EXERCISE MATERIAL:
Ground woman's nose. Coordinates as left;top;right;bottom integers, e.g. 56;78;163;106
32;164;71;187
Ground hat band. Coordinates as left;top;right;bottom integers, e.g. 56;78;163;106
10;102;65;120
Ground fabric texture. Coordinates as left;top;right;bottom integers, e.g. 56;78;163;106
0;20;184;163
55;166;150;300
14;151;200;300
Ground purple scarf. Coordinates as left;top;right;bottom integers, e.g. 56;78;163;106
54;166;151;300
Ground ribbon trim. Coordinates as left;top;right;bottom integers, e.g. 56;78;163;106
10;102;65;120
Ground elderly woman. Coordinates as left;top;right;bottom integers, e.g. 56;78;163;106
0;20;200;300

WRITTEN TASK:
Extract all of the lines above and reproduce each one word for word.

THE SOLUTION:
Ground woman's nose. Coordinates as left;top;right;bottom integers, e.g. 56;78;163;106
32;164;71;187
Ground hat band. Coordinates as left;top;right;bottom integers, e.g. 56;78;163;106
10;102;65;120
Ground fabric texture. Coordinates as left;top;right;bottom integers, e.g. 56;78;163;106
0;20;184;163
55;166;150;300
14;151;200;300
Ground purple scarf. Coordinates as left;top;right;bottom integers, e.g. 56;78;163;106
54;166;151;300
Ground ribbon trim. Coordinates as left;top;right;bottom integers, e.g. 56;78;163;106
10;102;65;120
Ground elderly woman. Coordinates as left;top;right;bottom integers, e.g. 56;78;163;106
0;20;200;300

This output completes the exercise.